▶ **EXERCISE AIM**:
Without the pictures, retype each line below exactly as it stands.

Spatial localization data:
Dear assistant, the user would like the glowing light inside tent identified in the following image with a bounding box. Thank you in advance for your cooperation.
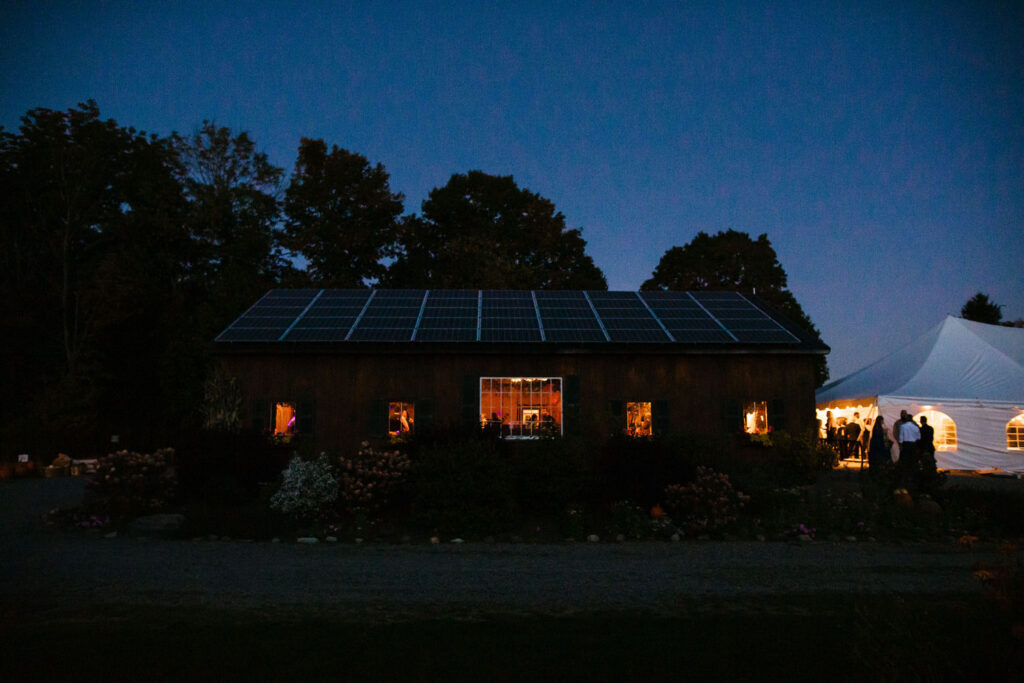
[915,410,958,451]
[1007,414,1024,450]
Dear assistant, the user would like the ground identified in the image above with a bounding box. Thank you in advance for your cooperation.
[2,478,1021,681]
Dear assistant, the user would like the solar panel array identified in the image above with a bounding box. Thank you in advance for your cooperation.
[216,289,802,345]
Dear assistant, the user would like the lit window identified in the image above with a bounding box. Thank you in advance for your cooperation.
[626,402,652,437]
[744,401,768,434]
[388,402,415,436]
[915,410,957,451]
[274,402,297,436]
[480,377,562,438]
[1007,414,1024,450]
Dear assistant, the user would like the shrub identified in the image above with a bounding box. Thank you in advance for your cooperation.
[337,441,411,518]
[86,448,177,519]
[591,435,697,507]
[174,429,292,504]
[770,430,837,483]
[409,439,516,536]
[607,500,650,540]
[505,436,590,518]
[664,466,749,535]
[269,453,338,522]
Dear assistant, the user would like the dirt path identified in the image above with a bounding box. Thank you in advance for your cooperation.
[1,478,1004,623]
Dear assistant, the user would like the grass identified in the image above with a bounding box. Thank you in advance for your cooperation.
[4,595,1021,682]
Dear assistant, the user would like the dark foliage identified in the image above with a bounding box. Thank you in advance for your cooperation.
[386,170,607,289]
[174,429,293,504]
[284,138,404,287]
[642,230,829,386]
[960,292,1003,325]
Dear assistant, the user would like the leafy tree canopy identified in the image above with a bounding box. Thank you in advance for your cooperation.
[386,171,606,289]
[284,138,404,287]
[642,230,829,387]
[960,292,1003,325]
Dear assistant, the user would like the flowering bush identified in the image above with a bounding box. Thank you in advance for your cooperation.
[337,441,410,518]
[86,448,177,518]
[663,466,749,535]
[270,453,338,521]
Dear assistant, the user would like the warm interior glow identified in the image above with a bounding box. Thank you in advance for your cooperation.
[915,410,958,451]
[274,403,296,436]
[480,377,562,437]
[815,404,877,439]
[744,401,768,434]
[626,402,652,437]
[388,402,415,436]
[1007,414,1024,450]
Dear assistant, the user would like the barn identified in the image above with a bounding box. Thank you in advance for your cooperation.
[213,289,828,454]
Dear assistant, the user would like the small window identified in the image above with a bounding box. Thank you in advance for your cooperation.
[915,410,957,451]
[1007,414,1024,450]
[743,401,768,434]
[388,402,415,436]
[274,402,297,436]
[480,377,562,438]
[626,402,652,437]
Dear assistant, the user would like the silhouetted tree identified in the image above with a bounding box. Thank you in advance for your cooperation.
[642,230,829,387]
[0,101,190,451]
[284,138,403,287]
[386,171,606,289]
[960,292,1003,325]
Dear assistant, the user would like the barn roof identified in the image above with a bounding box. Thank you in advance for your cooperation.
[214,289,828,353]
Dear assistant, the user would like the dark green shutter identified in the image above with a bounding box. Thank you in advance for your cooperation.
[563,375,581,436]
[461,375,479,429]
[251,399,269,433]
[297,399,315,435]
[608,400,623,417]
[722,398,742,434]
[369,399,387,437]
[770,399,787,433]
[416,398,434,431]
[653,399,669,436]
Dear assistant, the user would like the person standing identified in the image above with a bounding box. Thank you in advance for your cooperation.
[845,412,863,459]
[868,415,890,472]
[918,415,938,486]
[896,410,921,486]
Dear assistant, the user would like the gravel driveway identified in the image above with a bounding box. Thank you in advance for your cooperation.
[1,478,1002,621]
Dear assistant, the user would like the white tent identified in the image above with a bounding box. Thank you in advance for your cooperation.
[815,316,1024,473]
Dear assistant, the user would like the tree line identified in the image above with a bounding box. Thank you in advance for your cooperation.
[1,101,826,458]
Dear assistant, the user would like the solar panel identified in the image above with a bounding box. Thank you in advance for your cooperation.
[216,288,810,346]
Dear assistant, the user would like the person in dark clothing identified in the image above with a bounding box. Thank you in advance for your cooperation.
[868,415,891,472]
[918,415,939,488]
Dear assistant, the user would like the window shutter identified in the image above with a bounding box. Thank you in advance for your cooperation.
[251,399,269,433]
[722,398,741,434]
[653,399,670,436]
[770,399,787,432]
[416,398,434,431]
[563,375,581,436]
[297,399,315,435]
[461,375,479,429]
[369,399,387,437]
[608,400,623,417]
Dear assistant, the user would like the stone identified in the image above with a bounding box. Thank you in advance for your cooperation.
[271,537,280,543]
[670,533,681,542]
[430,536,440,544]
[615,534,625,543]
[917,499,943,517]
[104,531,118,539]
[325,536,337,543]
[587,534,600,543]
[297,536,319,544]
[354,538,363,544]
[797,534,813,543]
[755,534,766,542]
[845,536,858,542]
[450,538,464,544]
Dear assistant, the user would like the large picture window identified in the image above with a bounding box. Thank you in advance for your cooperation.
[480,377,562,438]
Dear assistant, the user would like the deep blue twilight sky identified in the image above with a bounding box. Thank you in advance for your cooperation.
[2,2,1021,380]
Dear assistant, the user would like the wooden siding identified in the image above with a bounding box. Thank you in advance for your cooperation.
[219,352,819,455]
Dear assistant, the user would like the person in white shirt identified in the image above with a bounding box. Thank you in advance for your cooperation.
[896,410,920,485]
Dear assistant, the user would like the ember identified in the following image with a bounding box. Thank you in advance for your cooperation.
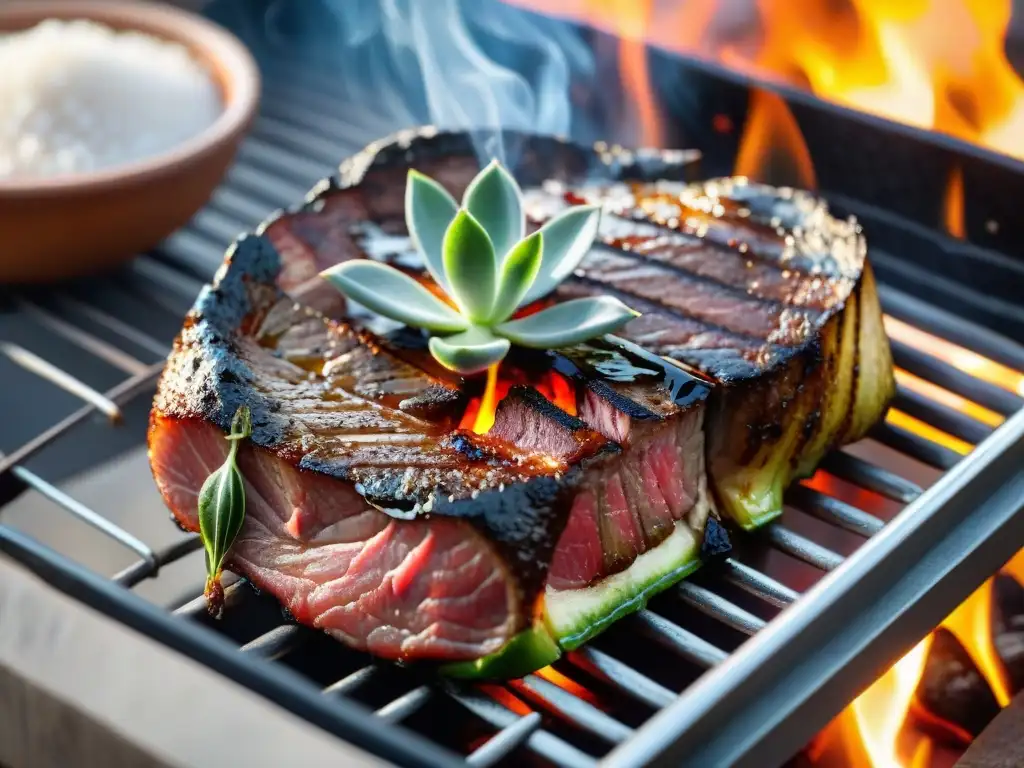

▶ **OUTPUT OF THE TASK**:
Dear assistant, the user would like the glowing light inside tent identified in the following image with a bounding box. Thank you in advance for your cooperation.
[915,410,958,451]
[1007,414,1024,450]
Dear assistant, the user would like the ground identified in the image above with a bounding box. Thank you in advance for your cooperation.
[2,478,1021,681]
Dear assistant, the user would like the solar panel array identified in the image above with a bounding box. Thank you in advance for your cooperation.
[216,289,802,345]
Dear assistant, the user would like the lit window identified in the image above with a bounding box. Thank you in advance for your cooperation.
[626,402,652,437]
[744,401,768,434]
[388,402,415,436]
[915,410,957,451]
[274,402,297,436]
[480,377,562,438]
[1007,414,1024,450]
Dear assistant, the user would like the shrub identified in the image above with a bounding box. Thank you in advance for your cooperation.
[337,441,411,518]
[86,448,177,519]
[591,435,697,507]
[174,429,292,504]
[770,430,837,483]
[409,439,516,536]
[607,500,650,540]
[505,436,590,518]
[664,466,749,535]
[269,453,338,522]
Dear assistant, the user would like the dirt path identified in the image above with a bounding box. Thank you in advance for your cooperation.
[1,478,1004,623]
Dear assistant, the user would like the grass identified in the image above with a bounding box. Thank you in advance for your cooperation.
[4,595,1021,682]
Dear assistant, the user would like the dark foliage identified in the image above with a bounding box. Thank you in advance for your cooperation.
[386,170,607,289]
[174,429,293,504]
[284,138,404,287]
[642,230,829,386]
[960,292,1003,325]
Dear assistant, the user would like the leafy tree canopy identified in the image above with a bounding box. Thank you in advance for your cooperation.
[386,171,606,289]
[284,138,404,287]
[642,230,829,387]
[960,292,1003,325]
Dear assistant, the user would like the flowering bush identified in the image above with a bounding box. Thank you in advance for your cooperation.
[337,441,410,518]
[86,448,177,518]
[663,466,749,535]
[270,453,338,521]
Dear assistant, the user would like the warm interior glow identified in the image above with a bounding box. Thank you in advance for your cooperation.
[915,410,958,451]
[274,403,296,436]
[480,377,562,437]
[815,404,877,439]
[744,401,768,434]
[626,402,652,437]
[388,402,415,436]
[1007,414,1024,450]
Dear assistant, the user would like the barn identified in the image above with a bounding box. Thank you in advance for your cooperation.
[213,289,828,454]
Dear assistant, the user would like the small window identified in the image above with a bounding box. Thank you in advance for your cooperation.
[915,410,957,451]
[1007,414,1024,450]
[743,401,768,434]
[388,402,415,436]
[274,402,297,436]
[480,377,562,438]
[626,402,652,437]
Dear assistant, the user would like the silhouetted tree identified in the image above with a bounding box. Thank you in advance for your cooperation.
[642,230,829,387]
[0,101,190,451]
[284,138,403,287]
[386,171,606,289]
[960,292,1003,325]
Dear assistant, the user would like the barn roof identified in the image above with a bounding box. Thank you in advance for your cooperation.
[214,289,828,353]
Dear assistant, the user would like the dark green shutter identified in the image above with a bounding box. Thank you in advance for your cooperation.
[563,375,581,436]
[461,375,479,429]
[251,399,269,433]
[297,399,315,435]
[608,400,623,417]
[722,398,742,434]
[369,399,387,437]
[770,399,787,433]
[416,398,434,431]
[653,399,669,436]
Dear assistant, the user would like the person standing identified in the image above with a bounding box. Thank you in advance for your cooperation.
[845,412,863,459]
[868,415,890,472]
[918,415,938,486]
[896,410,921,486]
Dear assistant, the user would like the gravel driveway identified in the image above with a bounding box. Thank you in advance for your cooperation.
[1,478,1002,621]
Dear assistant, the user would like the white tent identified in the image above with a bounding box. Thank you in advance for your cooperation.
[815,316,1024,473]
Dear assistant, the user would like the tree line identified in the image above with a bounding box. Thank you in advance for your cooperation.
[1,101,826,458]
Dear assistant, the user would like the solar panel identified in the image above with a bounding box. Thank you in advance for your cooperation.
[216,288,810,346]
Dear assistant, the user would like the person in dark clothing identified in the image above with a bounding box. Thank you in advance for your cooperation.
[868,415,891,472]
[918,415,939,488]
Dear assistant, the user would like the window shutter identified in the image above with a bounding box. Thank you in advance for your cooperation.
[251,399,269,433]
[722,398,741,434]
[653,399,670,436]
[770,399,787,432]
[416,398,434,431]
[563,375,581,436]
[297,399,315,435]
[461,375,479,429]
[369,399,387,437]
[608,400,623,417]
Dear assistant, the user would like the stone identified in the image above with a bounding box. Thank you in advance for your cooperation.
[271,537,280,543]
[670,533,681,542]
[430,536,440,544]
[615,534,625,543]
[917,499,943,517]
[104,531,118,539]
[325,536,337,543]
[587,534,600,543]
[297,536,319,544]
[354,538,363,544]
[797,534,813,543]
[755,534,766,542]
[845,536,858,542]
[450,538,464,544]
Dear assistant, the user would like the large picture window identified in the image above with a bounding box. Thank you in advance for your cooperation.
[480,377,562,438]
Dear assistant, the user would like the deep blue twilight sky identified in the image above with a bounding box. Thank you in advance for your cooperation.
[2,2,1021,380]
Dear assistant, the user would like the wooden siding identified in the image above with a bounding box. Thank you in advance for your cooperation.
[219,352,819,455]
Dear assistant, the user would like the person in white shirt identified in the image above with a bounding box. Thank you in advance for your cooperation.
[896,410,920,485]
Dear assistant, the user would like the ember identified in the following image with a bounding box. Thank you in advance for your cooperation.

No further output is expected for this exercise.